| Written request |
Please show every line in the entries below that contains the word "child". Case counts.

# Information supplied start

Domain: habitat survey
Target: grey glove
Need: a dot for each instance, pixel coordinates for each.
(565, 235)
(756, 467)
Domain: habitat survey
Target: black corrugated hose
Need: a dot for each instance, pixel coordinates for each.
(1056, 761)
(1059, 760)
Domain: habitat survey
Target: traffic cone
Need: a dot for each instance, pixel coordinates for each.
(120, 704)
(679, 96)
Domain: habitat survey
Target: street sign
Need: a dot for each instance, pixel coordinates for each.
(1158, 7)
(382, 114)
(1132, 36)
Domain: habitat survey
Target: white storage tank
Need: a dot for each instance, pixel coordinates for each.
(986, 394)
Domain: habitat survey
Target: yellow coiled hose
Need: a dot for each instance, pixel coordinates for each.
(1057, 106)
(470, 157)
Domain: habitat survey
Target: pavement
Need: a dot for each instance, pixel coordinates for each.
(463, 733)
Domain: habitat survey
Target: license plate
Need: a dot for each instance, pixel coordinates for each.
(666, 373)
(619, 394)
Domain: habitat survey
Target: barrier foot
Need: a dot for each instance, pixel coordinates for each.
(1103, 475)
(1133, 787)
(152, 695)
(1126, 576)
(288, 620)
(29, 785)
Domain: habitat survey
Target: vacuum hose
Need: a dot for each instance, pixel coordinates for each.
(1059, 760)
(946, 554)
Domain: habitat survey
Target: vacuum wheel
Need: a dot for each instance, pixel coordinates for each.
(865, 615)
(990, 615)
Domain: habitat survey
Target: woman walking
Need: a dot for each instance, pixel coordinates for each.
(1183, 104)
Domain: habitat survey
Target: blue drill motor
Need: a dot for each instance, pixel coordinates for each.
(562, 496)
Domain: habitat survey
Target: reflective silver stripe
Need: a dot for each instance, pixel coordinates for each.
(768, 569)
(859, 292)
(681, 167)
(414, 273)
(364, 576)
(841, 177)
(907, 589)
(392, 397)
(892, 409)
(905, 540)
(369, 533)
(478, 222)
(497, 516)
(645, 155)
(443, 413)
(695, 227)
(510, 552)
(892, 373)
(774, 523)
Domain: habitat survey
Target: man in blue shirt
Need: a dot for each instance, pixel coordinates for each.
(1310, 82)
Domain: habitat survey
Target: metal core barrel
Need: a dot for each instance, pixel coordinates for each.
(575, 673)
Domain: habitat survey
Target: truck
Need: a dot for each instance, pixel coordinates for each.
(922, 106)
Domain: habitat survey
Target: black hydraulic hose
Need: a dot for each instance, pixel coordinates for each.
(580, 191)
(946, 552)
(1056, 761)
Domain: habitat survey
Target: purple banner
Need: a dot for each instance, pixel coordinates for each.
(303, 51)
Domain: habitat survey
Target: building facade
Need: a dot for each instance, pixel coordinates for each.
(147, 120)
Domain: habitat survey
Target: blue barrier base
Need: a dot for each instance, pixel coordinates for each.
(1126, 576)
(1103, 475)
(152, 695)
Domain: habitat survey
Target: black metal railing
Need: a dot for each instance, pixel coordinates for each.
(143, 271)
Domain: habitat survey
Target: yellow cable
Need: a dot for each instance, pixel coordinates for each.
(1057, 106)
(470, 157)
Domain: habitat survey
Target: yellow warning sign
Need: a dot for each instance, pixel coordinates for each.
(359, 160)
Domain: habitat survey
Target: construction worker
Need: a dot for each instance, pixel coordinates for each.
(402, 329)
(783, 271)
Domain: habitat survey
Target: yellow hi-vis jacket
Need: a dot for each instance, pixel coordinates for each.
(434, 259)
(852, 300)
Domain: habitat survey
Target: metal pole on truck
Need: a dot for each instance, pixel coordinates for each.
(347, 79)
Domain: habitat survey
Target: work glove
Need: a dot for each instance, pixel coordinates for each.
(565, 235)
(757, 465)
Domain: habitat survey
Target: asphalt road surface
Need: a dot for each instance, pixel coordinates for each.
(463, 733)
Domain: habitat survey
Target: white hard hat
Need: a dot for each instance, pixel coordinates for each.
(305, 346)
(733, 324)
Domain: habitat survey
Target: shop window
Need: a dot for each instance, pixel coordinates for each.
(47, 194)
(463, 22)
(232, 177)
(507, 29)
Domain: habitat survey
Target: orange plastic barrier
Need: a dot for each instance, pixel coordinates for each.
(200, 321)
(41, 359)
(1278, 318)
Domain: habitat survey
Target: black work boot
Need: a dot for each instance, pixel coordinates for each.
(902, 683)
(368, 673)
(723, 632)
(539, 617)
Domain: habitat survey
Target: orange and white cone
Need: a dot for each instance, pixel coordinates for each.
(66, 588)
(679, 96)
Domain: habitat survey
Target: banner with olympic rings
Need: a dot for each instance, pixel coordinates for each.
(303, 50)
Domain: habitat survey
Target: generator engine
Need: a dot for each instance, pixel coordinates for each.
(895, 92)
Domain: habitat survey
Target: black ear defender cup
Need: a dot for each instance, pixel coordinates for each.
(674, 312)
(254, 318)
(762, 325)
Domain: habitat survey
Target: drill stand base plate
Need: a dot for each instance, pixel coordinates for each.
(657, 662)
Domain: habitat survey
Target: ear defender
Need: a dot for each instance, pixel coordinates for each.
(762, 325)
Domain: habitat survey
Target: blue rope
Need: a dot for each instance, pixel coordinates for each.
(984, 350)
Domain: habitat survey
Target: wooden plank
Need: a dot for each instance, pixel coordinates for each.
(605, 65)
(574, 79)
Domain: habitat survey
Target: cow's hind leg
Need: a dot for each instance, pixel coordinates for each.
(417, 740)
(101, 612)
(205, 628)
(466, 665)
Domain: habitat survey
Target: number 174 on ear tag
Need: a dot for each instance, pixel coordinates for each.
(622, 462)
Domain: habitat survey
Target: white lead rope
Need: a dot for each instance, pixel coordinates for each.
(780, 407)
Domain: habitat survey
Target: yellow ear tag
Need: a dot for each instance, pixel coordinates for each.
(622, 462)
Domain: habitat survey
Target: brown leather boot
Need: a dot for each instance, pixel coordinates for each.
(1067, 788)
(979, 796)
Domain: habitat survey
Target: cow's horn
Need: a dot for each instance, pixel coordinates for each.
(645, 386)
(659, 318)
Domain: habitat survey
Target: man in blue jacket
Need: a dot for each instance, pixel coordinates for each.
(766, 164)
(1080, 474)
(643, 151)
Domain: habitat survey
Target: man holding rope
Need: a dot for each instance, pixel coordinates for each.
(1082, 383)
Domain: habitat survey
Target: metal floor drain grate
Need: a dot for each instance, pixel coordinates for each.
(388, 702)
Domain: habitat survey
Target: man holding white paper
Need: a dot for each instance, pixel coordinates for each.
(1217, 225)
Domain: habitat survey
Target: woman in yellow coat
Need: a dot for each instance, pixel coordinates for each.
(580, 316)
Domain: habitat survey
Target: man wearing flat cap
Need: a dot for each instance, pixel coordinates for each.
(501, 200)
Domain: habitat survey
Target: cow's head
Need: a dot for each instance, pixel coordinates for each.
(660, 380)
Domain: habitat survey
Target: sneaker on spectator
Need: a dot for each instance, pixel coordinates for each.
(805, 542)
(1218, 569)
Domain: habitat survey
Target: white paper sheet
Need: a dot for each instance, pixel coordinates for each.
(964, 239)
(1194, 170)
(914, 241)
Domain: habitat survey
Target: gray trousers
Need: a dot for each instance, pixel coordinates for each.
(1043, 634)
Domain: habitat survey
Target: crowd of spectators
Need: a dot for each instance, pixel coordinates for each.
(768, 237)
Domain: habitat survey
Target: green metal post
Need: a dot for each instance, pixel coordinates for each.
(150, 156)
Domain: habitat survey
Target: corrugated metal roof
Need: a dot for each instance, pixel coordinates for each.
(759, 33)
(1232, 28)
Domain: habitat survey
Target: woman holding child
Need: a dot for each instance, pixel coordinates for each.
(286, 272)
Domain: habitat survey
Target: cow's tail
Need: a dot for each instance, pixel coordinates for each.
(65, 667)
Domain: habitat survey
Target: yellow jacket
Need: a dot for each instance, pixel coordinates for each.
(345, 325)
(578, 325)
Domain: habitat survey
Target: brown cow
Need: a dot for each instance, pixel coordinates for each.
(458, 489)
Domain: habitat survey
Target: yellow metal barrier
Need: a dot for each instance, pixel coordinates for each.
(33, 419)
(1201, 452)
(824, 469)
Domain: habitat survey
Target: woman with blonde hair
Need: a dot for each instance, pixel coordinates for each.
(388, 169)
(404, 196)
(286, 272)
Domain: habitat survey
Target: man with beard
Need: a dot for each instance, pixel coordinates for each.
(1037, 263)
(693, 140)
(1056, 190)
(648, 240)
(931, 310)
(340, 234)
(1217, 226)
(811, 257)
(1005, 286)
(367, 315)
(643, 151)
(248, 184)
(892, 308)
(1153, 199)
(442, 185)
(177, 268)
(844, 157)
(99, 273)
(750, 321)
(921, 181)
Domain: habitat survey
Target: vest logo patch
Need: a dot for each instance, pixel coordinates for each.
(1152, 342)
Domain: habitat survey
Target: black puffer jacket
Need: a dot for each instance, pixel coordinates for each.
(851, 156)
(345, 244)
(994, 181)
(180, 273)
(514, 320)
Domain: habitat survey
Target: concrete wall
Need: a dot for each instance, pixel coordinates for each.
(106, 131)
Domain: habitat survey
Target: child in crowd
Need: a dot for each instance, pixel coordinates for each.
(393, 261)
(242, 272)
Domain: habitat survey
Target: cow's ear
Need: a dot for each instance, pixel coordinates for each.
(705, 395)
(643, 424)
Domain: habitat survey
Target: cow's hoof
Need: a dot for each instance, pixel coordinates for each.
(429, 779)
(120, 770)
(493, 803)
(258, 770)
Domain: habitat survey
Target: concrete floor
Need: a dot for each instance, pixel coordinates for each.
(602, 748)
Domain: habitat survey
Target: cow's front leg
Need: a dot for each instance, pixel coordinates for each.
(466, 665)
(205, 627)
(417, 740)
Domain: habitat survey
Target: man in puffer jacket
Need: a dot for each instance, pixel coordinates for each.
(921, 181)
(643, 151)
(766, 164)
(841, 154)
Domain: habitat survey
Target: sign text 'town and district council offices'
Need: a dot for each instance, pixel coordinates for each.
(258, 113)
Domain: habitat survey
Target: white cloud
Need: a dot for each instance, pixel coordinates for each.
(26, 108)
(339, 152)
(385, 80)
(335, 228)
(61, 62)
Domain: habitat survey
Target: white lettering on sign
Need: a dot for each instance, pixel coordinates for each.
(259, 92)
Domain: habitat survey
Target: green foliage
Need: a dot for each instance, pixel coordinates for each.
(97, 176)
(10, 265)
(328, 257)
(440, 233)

# Information supplied end

| Exercise result |
Target: woman holding child
Target: child in crowd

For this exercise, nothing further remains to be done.